-- start of RAW DATA --

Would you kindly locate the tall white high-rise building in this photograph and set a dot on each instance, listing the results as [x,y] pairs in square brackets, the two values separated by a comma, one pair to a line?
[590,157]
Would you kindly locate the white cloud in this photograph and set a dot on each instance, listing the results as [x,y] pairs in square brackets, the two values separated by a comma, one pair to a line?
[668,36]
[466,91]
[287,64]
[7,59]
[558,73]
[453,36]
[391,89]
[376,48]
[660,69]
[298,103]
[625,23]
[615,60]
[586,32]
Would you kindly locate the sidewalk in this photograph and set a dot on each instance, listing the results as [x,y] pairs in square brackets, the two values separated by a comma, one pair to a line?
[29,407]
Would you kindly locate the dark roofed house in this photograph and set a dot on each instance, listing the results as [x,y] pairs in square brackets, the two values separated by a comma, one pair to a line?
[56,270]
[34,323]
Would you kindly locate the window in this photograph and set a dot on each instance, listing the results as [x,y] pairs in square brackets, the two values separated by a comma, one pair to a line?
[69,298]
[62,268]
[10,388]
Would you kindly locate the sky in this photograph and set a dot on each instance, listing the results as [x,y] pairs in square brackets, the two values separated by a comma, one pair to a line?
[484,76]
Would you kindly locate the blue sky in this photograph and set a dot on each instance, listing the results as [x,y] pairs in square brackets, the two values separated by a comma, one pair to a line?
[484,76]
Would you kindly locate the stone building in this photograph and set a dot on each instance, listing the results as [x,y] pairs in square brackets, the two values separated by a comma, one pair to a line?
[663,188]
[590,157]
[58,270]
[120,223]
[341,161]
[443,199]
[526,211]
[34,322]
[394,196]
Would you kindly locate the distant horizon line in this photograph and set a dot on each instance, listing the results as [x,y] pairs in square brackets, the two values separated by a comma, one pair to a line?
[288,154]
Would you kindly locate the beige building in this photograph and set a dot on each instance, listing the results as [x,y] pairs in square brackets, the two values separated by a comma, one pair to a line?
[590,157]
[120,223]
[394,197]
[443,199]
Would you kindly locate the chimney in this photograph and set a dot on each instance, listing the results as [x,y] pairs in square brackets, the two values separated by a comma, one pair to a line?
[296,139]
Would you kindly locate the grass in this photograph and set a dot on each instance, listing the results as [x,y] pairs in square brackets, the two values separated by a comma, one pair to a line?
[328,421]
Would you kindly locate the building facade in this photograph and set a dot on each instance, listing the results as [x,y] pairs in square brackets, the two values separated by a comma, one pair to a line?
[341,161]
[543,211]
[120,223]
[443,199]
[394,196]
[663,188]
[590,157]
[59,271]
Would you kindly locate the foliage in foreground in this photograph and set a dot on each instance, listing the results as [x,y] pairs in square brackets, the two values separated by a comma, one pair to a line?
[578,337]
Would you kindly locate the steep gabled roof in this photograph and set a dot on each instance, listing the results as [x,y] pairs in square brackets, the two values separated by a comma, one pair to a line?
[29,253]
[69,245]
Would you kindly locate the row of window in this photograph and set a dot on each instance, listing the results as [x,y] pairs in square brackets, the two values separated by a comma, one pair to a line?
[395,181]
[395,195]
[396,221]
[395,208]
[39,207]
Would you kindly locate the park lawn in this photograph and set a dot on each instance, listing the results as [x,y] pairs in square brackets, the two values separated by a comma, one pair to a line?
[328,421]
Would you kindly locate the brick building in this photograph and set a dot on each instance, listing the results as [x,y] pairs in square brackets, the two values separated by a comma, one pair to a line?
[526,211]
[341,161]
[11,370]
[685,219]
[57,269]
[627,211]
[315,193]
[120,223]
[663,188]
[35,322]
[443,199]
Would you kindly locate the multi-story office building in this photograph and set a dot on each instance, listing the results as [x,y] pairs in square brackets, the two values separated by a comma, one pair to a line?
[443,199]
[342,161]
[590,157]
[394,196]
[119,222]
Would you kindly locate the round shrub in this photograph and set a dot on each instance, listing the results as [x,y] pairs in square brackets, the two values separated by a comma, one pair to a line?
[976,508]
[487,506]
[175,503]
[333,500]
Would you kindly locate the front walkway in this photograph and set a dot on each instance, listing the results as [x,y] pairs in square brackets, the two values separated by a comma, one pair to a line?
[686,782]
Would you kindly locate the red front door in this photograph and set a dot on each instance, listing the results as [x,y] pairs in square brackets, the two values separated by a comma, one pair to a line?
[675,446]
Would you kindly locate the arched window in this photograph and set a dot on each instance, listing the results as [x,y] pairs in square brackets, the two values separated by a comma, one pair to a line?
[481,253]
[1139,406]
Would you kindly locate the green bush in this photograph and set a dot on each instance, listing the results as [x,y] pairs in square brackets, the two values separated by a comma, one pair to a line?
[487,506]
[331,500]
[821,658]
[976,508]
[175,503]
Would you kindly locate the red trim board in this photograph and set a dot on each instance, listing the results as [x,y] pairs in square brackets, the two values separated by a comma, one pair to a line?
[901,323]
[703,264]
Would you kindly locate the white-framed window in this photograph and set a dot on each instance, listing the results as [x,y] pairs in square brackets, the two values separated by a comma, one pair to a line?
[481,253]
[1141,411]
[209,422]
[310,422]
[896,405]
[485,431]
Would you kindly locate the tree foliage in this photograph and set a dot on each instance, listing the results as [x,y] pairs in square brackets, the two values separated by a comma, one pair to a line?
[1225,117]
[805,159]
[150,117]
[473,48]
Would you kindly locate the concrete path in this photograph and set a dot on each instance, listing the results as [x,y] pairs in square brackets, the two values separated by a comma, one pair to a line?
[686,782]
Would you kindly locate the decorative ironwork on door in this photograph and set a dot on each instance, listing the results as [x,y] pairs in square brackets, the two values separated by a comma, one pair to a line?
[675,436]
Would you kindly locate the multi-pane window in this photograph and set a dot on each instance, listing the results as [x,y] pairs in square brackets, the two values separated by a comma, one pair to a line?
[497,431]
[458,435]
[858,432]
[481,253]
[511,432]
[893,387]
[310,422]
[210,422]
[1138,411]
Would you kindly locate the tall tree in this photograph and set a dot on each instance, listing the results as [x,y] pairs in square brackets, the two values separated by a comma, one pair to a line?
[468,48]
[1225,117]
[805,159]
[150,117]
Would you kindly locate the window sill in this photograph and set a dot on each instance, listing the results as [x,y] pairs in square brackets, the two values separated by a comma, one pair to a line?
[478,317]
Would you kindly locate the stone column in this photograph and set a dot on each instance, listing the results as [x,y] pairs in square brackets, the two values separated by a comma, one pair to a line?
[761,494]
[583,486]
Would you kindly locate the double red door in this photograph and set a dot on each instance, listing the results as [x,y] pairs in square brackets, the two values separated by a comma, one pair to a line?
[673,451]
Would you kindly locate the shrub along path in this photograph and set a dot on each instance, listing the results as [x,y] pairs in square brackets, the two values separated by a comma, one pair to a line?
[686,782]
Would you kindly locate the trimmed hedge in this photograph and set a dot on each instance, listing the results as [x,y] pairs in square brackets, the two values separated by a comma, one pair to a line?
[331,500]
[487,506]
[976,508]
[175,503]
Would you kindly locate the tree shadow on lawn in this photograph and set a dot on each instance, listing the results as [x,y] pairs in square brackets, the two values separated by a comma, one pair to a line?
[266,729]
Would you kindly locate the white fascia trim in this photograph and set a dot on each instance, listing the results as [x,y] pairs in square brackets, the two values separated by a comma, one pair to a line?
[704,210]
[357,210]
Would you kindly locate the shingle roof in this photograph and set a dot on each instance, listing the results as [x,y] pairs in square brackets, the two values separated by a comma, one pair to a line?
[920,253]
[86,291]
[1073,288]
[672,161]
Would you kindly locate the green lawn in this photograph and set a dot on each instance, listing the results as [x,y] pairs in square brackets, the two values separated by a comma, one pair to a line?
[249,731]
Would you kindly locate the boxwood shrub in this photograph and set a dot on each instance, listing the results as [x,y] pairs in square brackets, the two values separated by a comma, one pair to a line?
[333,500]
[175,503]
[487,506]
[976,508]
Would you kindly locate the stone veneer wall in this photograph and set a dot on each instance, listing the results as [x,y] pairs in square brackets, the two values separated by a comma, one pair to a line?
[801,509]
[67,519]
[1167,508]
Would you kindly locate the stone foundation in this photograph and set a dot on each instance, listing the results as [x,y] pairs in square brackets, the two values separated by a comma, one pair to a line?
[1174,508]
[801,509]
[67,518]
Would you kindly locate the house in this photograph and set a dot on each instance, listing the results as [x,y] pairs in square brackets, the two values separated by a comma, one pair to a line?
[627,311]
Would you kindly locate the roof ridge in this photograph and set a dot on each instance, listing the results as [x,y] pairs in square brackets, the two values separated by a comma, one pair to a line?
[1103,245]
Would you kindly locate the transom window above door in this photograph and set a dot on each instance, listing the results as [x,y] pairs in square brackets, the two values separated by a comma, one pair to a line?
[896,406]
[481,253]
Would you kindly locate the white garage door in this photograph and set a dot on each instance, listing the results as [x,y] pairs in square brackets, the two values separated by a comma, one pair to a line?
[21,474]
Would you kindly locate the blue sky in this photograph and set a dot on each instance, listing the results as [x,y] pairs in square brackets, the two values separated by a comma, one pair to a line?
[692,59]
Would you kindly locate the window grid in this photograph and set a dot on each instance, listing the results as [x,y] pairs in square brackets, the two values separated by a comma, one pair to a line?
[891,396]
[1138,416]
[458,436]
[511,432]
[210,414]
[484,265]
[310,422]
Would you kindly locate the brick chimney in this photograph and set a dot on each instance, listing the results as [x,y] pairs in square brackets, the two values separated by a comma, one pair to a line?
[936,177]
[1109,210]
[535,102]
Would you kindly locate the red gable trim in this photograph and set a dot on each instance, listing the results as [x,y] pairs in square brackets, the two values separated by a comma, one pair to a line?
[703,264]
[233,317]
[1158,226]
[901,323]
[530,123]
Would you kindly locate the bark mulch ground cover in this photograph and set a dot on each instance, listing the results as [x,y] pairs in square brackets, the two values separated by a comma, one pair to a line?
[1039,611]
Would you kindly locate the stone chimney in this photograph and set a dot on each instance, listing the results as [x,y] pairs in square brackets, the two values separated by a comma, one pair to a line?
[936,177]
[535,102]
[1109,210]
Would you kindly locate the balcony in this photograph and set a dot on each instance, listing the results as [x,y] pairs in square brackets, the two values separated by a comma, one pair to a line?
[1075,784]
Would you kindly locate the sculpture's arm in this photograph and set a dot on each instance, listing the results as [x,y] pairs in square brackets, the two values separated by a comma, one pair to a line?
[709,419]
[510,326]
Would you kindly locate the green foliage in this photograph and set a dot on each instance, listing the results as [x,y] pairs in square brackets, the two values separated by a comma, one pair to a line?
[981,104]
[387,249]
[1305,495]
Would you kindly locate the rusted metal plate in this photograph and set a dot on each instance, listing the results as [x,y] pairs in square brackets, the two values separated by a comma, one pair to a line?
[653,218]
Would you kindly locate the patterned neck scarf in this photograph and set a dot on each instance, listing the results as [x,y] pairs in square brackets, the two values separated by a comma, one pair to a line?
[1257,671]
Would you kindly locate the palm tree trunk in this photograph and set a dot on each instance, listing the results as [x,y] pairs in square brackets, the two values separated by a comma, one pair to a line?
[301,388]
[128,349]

-- end of RAW DATA --

-- TASK DETAILS --
Give again only the lines starting at the one that contains "Would you kindly locate the patterned" and running to the end of the data.

-- EXPECTED ANSWER --
Would you kindly locate the patterned neck scarf in this photograph and set a dot on each instance, listing the results as [x,y] pairs in square brackets, the two values separated by a comma, one pair to a line?
[1257,671]
Would you kindly locate the palm tree trunk in this photograph and set a dot on each instance, listing the results as [x,y] pairs in square brackets, the two values separated by a comma, one pair to a line?
[301,388]
[128,349]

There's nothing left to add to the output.